- Required tasks:
1 - From the Christiane Scrivener biography, list every person named by first and last name, other than Scrivener herself.
2 - Quote the Christiane Scrivener biography word for word, starting at "She was Secretary" and ending at "European Parliament (1979–1984).".

- Document extract:
--------------------------------

Christiane Scrivener (born 1 September 1925 in Mulhouse, France) is a French politician, a member of Valéry Giscard d'Estaing's Parti républicain (now replaced by Alain Madelin's Démocratie libérale).

She was Secretary of State of Trade for Consumers' protection between 1976 and 1978, first in Jacques Chirac's and then in Raymond Barre's cabinet.  In this capacity she spearheaded several legislative changes, including an Act to protect the information of consumers on products and services (loi sur la protection et l'information des consommateurs de produits et de services, 1978), well known under the name of loi Scrivener.

She was then elected a Member of the European Parliament (1979–1984).

In 1989 she became the European Communities Commissioner for Taxes, Revenue Harmonization and Consumer Policies in the Delors Commission, a position she retained until 1995.

--------------------------------

- Information supplied:
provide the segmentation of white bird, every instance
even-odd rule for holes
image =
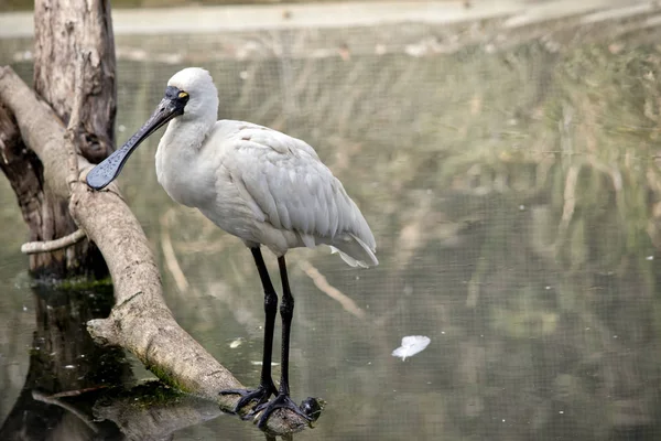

--------------------------------

- Answers per task:
1 - Valéry Giscard d'Estaing, Alain Madelin, Jacques Chirac, Raymond Barre

2 -
She was Secretary of State of Trade for Consumers' protection between 1976 and 1978, first in Jacques Chirac's and then in Raymond Barre's cabinet.  In this capacity she spearheaded several legislative changes, including an Act to protect the information of consumers on products and services (loi sur la protection et l'information des consommateurs de produits et de services, 1978), well known under the name of loi Scrivener.

She was then elected a Member of the European Parliament (1979–1984).